**TASK GOAL:**
Only lines that contain the word "wall" are to be returned from the data below.

**PROVIDED MATERIAL:**
* * * * *

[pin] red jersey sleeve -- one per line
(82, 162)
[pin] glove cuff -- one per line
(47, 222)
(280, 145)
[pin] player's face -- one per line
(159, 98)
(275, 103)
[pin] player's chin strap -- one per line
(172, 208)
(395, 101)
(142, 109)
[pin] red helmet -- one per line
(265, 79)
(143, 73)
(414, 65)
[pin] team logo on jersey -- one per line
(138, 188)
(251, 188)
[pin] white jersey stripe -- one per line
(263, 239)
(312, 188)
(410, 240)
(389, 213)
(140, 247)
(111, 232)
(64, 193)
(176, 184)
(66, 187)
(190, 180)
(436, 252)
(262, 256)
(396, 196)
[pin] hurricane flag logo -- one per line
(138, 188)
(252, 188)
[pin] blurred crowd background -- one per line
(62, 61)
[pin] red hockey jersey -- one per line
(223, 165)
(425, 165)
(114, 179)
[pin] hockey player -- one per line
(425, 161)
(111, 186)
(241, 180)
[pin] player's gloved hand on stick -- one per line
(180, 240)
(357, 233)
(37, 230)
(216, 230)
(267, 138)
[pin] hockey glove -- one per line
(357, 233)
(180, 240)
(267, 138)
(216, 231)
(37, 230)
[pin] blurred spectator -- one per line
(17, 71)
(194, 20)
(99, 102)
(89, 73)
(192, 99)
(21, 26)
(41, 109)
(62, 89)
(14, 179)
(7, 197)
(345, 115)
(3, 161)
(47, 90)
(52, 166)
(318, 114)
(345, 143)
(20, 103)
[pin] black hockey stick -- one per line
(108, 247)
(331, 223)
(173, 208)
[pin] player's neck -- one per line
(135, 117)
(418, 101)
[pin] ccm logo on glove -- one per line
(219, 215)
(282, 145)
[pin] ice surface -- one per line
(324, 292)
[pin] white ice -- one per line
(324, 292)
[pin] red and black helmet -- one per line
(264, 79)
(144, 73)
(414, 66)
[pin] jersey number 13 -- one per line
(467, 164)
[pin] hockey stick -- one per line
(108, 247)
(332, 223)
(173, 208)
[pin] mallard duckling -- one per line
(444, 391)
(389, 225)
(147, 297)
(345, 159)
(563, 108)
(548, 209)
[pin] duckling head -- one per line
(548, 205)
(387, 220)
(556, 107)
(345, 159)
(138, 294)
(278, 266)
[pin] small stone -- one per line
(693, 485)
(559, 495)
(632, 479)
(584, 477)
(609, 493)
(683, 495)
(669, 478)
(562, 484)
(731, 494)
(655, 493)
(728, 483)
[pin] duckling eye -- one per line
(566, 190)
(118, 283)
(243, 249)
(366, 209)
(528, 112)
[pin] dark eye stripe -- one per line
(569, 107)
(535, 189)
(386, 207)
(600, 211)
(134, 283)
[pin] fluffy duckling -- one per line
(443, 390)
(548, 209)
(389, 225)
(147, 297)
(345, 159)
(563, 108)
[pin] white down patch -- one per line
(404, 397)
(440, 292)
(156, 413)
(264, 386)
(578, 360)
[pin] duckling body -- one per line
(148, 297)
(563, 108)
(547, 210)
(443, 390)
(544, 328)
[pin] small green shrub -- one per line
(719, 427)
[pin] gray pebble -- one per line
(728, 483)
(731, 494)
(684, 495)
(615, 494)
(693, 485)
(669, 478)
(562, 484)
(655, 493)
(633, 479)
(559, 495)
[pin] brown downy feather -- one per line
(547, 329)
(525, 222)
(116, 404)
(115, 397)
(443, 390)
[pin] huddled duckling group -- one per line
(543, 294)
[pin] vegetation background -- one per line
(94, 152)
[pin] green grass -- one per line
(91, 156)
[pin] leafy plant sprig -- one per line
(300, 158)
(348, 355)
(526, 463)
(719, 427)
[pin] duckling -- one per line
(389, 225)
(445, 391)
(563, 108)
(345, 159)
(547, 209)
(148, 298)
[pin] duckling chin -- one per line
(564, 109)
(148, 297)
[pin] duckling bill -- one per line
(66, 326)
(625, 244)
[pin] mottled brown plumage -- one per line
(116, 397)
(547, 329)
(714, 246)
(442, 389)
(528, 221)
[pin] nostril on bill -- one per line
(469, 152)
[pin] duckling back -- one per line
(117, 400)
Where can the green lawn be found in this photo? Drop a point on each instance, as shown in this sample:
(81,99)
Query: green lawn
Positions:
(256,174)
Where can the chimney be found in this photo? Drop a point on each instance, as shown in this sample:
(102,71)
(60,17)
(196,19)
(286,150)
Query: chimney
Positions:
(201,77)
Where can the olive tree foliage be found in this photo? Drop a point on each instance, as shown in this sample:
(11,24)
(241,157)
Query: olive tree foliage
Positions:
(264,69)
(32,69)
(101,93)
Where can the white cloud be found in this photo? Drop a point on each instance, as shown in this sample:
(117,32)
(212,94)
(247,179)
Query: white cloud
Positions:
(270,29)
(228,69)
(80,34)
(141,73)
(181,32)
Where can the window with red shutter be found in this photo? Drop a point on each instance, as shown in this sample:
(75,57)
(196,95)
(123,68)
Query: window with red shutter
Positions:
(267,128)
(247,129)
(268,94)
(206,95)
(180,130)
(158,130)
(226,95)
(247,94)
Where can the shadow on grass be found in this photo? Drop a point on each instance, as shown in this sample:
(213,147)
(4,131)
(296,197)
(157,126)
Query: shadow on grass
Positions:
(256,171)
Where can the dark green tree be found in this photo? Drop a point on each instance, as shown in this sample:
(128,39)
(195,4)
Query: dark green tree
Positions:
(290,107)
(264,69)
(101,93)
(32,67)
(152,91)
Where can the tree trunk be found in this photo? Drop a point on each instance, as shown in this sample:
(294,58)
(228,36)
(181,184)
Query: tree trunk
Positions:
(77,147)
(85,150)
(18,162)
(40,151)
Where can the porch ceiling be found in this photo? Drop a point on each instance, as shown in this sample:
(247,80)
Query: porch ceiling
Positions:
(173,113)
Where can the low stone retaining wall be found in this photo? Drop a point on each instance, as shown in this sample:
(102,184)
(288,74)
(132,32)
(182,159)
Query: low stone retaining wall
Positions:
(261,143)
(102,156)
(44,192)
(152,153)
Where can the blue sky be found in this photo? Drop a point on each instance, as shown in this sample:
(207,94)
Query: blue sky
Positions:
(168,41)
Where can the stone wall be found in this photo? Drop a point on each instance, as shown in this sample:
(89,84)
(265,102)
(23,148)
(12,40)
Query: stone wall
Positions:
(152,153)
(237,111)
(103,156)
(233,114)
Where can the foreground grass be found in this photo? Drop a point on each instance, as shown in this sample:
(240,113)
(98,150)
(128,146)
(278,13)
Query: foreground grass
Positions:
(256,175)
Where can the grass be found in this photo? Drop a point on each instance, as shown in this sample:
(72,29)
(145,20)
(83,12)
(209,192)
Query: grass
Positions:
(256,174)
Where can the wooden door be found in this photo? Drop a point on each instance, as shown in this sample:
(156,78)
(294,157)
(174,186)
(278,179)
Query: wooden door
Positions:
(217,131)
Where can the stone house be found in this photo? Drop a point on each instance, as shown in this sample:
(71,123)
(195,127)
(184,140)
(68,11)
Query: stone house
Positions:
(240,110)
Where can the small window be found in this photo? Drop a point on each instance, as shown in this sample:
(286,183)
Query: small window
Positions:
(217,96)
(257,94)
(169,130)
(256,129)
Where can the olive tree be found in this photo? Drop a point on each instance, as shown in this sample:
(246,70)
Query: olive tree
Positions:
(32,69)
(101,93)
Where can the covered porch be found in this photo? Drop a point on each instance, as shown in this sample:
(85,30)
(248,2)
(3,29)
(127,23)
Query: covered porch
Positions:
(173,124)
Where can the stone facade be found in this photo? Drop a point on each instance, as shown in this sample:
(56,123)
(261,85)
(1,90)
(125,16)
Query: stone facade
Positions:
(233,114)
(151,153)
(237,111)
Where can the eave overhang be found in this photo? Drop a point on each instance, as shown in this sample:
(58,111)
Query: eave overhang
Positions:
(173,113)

* * * * *

**FINISHED TASK:**
Where can the low stone retaining wall be found in this photo? Drop a point on each instance, as shown in this sample:
Query: low stone retaining wall
Where can the stone wall be found in this photo? Drop a point on each instance, as shown in this sample:
Query: stone wall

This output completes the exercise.